• _PROBLEM TO WORK ON_
Arrange all the rows below as a numbered list. Leave out blank lines and the pictures.

• _SUPPLIED MATERIAL_

────

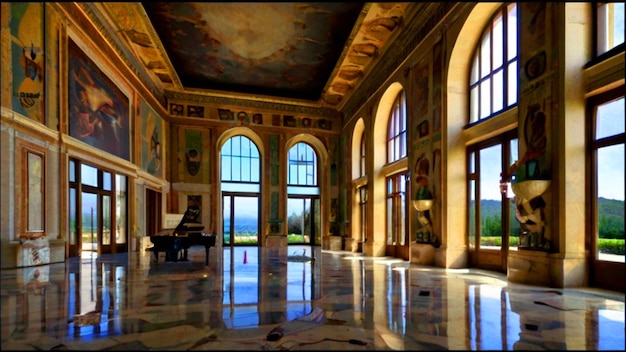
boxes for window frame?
[387,89,407,164]
[467,2,520,127]
[18,141,47,240]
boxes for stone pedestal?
[265,235,287,248]
[411,243,435,265]
[265,235,288,265]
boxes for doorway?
[467,129,520,273]
[287,197,322,245]
[222,192,259,246]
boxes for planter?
[511,180,550,200]
[328,236,343,251]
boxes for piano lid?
[159,205,204,233]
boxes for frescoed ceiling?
[79,2,420,115]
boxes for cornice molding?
[68,2,166,106]
[341,2,458,118]
[165,90,343,122]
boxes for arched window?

────

• _FINAL RESULT_
1. boxes for window frame?
2. [387,89,407,164]
3. [467,2,520,127]
4. [18,141,47,240]
5. boxes for stone pedestal?
6. [265,235,287,248]
7. [411,243,435,265]
8. [265,235,288,265]
9. boxes for doorway?
10. [467,129,520,273]
11. [287,197,322,245]
12. [222,192,259,246]
13. boxes for planter?
14. [511,180,550,200]
15. [328,236,343,251]
16. boxes for piano lid?
17. [159,205,204,233]
18. boxes for frescoed ceiling?
19. [79,2,420,115]
20. boxes for cornice molding?
21. [68,2,166,106]
22. [341,2,458,118]
23. [165,90,343,122]
24. boxes for arched window?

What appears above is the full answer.